### Directions for this task
Lay out as a JSON list of strings, one string per line and with blank lines omitted, the lines starting at the line that contains "the player's nose." and running through the end of the records.

# Start of Records to process

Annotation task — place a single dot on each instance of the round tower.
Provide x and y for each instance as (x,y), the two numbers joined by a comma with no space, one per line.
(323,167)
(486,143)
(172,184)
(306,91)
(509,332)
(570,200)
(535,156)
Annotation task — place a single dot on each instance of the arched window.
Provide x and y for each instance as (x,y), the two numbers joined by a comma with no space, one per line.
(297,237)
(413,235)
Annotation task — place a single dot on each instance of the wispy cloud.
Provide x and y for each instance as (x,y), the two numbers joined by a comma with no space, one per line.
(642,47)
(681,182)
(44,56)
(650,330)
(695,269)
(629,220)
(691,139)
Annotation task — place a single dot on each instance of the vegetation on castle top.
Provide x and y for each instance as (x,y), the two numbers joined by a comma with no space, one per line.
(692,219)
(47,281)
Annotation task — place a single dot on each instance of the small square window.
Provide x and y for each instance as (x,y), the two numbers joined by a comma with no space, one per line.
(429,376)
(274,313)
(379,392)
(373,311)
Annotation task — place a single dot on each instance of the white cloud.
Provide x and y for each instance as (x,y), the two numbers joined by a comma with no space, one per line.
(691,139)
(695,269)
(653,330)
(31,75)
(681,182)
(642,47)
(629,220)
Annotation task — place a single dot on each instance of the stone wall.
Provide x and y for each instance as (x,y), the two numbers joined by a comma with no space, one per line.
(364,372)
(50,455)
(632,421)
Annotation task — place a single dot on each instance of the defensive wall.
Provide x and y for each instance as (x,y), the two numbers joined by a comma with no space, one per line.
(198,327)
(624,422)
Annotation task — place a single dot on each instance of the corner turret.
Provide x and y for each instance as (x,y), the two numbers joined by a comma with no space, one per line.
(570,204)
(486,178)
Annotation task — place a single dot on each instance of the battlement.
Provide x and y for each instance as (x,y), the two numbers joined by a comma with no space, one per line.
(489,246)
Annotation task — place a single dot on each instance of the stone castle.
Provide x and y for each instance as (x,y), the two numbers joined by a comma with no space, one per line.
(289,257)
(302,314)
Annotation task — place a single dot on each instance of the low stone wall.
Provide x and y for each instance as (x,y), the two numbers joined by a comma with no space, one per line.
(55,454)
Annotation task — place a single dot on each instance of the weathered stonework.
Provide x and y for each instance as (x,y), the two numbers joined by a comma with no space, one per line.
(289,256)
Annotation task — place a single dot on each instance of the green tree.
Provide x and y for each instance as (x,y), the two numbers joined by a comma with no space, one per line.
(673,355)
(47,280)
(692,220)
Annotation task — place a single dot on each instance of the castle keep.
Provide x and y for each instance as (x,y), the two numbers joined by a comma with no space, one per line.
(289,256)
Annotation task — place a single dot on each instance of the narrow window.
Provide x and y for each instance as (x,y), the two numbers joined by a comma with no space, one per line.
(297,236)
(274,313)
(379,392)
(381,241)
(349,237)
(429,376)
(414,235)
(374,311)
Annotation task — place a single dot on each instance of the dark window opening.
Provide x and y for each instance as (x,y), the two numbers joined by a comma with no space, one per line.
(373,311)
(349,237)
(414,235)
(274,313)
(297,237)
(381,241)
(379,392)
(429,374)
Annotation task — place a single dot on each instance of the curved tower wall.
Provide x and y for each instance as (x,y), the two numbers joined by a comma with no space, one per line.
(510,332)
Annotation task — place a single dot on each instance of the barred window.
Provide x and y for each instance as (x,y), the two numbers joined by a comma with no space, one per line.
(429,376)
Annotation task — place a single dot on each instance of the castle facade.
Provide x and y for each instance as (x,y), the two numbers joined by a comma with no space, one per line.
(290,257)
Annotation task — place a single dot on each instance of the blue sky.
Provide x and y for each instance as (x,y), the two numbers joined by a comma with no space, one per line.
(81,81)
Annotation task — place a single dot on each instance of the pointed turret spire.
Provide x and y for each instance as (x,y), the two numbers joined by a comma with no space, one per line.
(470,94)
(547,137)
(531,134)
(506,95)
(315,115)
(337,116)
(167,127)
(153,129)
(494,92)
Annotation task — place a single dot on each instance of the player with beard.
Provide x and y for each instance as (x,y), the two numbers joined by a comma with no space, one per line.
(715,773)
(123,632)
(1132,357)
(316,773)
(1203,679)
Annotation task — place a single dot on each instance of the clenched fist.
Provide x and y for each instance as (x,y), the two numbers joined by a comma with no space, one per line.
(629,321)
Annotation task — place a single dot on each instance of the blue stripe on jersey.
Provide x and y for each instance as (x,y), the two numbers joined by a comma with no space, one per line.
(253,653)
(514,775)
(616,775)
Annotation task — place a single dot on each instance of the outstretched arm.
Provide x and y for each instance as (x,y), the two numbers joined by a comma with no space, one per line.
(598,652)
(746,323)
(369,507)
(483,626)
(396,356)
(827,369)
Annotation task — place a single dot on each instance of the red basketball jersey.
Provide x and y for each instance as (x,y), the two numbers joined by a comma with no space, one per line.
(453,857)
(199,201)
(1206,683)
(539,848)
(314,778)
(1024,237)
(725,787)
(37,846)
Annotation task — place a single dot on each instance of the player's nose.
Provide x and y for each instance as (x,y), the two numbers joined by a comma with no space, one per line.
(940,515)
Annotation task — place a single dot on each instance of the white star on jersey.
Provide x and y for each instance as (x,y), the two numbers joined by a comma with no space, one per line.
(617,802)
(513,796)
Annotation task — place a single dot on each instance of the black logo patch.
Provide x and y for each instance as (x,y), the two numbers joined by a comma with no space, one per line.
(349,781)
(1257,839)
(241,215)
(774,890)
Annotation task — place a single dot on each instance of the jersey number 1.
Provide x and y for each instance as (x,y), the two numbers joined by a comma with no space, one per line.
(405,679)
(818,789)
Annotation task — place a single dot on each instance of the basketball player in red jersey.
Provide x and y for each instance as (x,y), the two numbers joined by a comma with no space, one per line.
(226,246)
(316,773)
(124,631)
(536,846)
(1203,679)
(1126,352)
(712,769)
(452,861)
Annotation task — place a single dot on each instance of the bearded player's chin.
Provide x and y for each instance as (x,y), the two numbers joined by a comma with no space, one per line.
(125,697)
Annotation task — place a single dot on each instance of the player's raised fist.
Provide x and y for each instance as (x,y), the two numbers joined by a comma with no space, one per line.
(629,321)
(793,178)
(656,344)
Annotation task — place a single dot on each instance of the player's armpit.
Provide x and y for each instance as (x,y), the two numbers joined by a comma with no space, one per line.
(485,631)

# End of Records to process

### Answer to the exercise
[
  "Annotation task — place a single dot on each instance of the player's nose.",
  "Provide x and y for each instance as (x,y), the two numbers joined by a comma with no space, one per line.",
  "(940,515)",
  "Annotation task — place a single dot on each instance of the white star on jersey.",
  "Provide x and y for each instance as (x,y), the two numbers joined by a comma with no space, one per line.",
  "(617,802)",
  "(513,796)",
  "Annotation task — place a single dot on each instance of the black logo patch.",
  "Provide x and y for each instance as (x,y), the two numbers joined by a comma with no space, one per line.",
  "(349,781)",
  "(1257,839)",
  "(241,215)",
  "(774,890)",
  "Annotation task — place a single dot on each instance of the jersey number 1.",
  "Provide x and y for each instance as (x,y), the two numbers joined by a comma with no space, one per line.",
  "(405,679)",
  "(818,789)",
  "Annotation task — place a single dot on each instance of the basketball player in red jersey.",
  "Provide x and y for each instance as (x,y), the two numbers joined by a comma with no space, one per line.",
  "(226,246)",
  "(316,773)",
  "(124,631)",
  "(536,846)",
  "(1203,679)",
  "(1126,352)",
  "(712,769)",
  "(452,861)",
  "Annotation task — place a single dot on each instance of the bearded player's chin.",
  "Provide x and y for each instance as (x,y), the two numbers joined by a comma with no space, one per line.",
  "(125,697)",
  "Annotation task — place a single dot on each instance of the player's raised fist.",
  "Provide x and y for each instance as (x,y), the two numbers joined by a comma with no space, one per line.",
  "(629,321)",
  "(793,178)",
  "(656,344)",
  "Annotation task — place a single dot on each instance of the player's armpit.",
  "Provide x and y for each instance as (x,y), the two numbers joined by a comma with no space, one per line.",
  "(485,631)"
]